Brief: Locate every line in the material below that has the word "pink". Copy each of those lines.

Data under study:

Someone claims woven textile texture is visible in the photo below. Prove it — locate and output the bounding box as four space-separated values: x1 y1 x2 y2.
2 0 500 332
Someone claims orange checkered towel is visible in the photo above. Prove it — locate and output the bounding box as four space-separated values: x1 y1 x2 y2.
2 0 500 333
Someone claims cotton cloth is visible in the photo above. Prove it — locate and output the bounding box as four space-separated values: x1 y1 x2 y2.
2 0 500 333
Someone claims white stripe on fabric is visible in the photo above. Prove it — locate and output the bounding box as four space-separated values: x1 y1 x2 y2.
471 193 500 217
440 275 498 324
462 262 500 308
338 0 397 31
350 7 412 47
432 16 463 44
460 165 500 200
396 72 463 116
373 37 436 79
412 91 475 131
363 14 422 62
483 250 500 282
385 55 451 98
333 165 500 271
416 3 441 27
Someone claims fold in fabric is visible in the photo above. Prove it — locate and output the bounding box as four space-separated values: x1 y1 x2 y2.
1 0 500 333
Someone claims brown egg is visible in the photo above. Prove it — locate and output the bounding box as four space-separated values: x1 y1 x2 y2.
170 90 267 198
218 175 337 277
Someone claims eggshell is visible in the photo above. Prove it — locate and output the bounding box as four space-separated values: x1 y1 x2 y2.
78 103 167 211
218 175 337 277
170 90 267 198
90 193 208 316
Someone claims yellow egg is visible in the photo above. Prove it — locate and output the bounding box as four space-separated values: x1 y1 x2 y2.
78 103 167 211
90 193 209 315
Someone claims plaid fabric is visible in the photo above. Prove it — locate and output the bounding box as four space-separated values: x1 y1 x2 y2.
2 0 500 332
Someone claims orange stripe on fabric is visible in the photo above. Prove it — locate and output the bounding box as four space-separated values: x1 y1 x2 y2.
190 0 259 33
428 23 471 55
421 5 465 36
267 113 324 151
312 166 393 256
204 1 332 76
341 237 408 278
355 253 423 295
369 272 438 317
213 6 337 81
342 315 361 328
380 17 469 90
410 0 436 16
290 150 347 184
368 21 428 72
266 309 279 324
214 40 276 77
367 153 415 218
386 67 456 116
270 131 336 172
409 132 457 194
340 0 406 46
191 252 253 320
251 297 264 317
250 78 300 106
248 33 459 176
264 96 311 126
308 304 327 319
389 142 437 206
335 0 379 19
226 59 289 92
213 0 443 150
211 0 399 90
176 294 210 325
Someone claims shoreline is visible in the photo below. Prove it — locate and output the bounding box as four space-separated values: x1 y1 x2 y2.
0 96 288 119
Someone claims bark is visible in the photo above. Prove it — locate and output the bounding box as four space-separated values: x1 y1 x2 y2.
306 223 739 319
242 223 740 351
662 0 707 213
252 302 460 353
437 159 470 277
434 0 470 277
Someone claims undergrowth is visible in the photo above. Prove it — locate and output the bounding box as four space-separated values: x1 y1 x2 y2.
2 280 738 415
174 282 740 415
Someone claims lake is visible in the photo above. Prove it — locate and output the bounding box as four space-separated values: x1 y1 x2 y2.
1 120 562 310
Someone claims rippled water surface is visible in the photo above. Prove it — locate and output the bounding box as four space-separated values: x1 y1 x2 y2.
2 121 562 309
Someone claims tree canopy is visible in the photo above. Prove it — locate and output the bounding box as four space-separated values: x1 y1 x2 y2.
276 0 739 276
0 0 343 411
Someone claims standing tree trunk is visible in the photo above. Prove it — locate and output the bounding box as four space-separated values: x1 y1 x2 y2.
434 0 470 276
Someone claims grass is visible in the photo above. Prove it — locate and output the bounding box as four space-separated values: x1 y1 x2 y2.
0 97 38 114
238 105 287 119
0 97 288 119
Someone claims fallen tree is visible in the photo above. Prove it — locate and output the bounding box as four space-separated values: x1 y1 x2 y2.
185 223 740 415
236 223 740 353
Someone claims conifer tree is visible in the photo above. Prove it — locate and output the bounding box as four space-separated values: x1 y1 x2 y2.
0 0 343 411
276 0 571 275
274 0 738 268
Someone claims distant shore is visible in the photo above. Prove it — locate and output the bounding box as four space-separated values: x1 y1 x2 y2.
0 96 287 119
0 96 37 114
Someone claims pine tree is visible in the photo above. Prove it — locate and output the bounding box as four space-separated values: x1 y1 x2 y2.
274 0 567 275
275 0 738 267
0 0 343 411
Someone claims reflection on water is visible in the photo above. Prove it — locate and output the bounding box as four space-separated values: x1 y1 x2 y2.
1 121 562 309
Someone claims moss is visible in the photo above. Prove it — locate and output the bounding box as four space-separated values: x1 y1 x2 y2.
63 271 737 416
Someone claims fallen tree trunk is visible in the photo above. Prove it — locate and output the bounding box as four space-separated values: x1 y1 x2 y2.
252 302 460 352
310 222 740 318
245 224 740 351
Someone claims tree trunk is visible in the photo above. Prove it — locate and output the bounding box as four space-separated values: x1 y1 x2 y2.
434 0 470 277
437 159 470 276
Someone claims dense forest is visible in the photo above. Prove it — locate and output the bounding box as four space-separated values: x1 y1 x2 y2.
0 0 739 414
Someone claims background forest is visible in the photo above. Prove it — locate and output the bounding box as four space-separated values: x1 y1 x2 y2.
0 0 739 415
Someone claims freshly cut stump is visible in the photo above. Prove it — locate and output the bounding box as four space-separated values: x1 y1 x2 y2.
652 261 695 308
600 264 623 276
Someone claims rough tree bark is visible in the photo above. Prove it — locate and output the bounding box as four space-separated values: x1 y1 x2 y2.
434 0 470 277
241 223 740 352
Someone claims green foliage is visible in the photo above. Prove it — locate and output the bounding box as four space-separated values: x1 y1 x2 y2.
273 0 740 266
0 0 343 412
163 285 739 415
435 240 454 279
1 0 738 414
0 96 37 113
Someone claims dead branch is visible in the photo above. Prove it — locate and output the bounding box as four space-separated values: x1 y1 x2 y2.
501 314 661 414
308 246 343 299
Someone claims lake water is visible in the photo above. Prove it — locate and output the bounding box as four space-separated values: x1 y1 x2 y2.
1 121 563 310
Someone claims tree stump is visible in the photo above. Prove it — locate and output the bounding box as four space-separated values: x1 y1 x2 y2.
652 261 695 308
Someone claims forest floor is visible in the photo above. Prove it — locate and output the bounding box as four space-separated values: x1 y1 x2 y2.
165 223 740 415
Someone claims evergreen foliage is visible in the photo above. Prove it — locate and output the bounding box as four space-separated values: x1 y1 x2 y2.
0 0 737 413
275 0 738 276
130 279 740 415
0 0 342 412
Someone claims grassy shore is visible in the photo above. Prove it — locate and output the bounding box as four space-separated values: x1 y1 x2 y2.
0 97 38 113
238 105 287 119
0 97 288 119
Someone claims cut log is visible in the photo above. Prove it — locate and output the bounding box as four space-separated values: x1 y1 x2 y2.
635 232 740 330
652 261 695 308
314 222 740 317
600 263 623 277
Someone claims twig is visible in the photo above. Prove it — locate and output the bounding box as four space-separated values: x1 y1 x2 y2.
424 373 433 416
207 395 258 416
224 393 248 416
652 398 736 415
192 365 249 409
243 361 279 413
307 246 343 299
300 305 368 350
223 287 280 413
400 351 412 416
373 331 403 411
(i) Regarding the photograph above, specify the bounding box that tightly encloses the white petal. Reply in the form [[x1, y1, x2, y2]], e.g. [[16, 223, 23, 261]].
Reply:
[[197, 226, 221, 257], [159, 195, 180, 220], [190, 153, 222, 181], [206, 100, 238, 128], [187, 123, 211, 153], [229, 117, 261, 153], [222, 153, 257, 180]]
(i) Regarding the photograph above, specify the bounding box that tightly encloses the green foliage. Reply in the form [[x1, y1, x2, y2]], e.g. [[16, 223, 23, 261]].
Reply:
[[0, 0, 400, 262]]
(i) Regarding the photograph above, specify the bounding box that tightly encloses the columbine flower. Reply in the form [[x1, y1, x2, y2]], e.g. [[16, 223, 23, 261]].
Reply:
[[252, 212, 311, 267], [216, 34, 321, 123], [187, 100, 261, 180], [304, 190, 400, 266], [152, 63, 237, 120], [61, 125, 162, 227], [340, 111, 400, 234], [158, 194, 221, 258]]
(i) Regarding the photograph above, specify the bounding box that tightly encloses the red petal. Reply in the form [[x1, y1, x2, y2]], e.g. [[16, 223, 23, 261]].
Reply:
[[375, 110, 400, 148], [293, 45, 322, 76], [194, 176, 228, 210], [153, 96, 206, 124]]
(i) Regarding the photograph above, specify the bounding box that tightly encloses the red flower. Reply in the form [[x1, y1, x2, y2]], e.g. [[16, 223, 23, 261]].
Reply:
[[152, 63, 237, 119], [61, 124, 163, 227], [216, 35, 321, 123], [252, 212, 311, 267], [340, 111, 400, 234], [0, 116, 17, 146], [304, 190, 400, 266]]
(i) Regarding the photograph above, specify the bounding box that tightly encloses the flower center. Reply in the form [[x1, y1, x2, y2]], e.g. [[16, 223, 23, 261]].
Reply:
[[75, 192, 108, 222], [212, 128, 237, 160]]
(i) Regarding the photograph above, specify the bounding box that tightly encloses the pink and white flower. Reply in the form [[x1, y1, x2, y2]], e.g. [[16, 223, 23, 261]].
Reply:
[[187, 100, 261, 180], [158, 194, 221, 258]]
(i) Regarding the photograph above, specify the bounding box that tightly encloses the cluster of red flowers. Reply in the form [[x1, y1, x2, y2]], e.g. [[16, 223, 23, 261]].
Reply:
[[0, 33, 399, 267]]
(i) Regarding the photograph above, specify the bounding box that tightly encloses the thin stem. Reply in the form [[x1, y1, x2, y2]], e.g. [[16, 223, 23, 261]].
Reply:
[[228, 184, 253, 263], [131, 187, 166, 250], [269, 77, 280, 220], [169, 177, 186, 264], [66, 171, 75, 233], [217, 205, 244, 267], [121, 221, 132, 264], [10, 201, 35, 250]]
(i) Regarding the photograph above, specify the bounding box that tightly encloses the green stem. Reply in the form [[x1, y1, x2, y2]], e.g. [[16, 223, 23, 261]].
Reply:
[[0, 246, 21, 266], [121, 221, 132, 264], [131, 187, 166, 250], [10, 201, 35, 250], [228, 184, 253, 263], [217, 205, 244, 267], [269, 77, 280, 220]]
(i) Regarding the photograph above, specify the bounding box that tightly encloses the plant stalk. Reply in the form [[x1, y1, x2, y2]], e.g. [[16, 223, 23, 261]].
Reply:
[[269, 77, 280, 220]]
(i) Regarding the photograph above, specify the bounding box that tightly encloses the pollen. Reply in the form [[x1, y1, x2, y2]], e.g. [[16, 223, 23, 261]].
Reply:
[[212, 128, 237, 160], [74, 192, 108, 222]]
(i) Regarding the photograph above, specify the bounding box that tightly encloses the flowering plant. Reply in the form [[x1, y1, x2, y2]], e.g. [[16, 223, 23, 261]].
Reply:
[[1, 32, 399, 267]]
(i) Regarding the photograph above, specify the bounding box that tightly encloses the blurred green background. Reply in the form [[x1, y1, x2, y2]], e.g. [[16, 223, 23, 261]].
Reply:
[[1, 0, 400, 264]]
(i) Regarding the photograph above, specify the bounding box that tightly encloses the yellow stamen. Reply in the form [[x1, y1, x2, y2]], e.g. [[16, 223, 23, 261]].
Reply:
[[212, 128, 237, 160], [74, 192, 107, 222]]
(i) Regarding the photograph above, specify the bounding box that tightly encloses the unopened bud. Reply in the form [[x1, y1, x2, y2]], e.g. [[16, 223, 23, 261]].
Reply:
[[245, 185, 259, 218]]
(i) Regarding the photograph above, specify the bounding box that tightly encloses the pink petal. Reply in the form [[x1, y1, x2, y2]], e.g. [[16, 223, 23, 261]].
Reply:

Response area:
(i) Regarding the photograph above, specify the bounding box that tightly encloses the pink and white flower. Reply in the form [[x1, y1, x2, y2]], e.g. [[16, 223, 23, 261]].
(i) Regarding the photograph above, specify the bounding box that tightly encloses the pink petal. Reply in the form [[x1, y1, x2, y2]], e.g. [[16, 223, 23, 261]].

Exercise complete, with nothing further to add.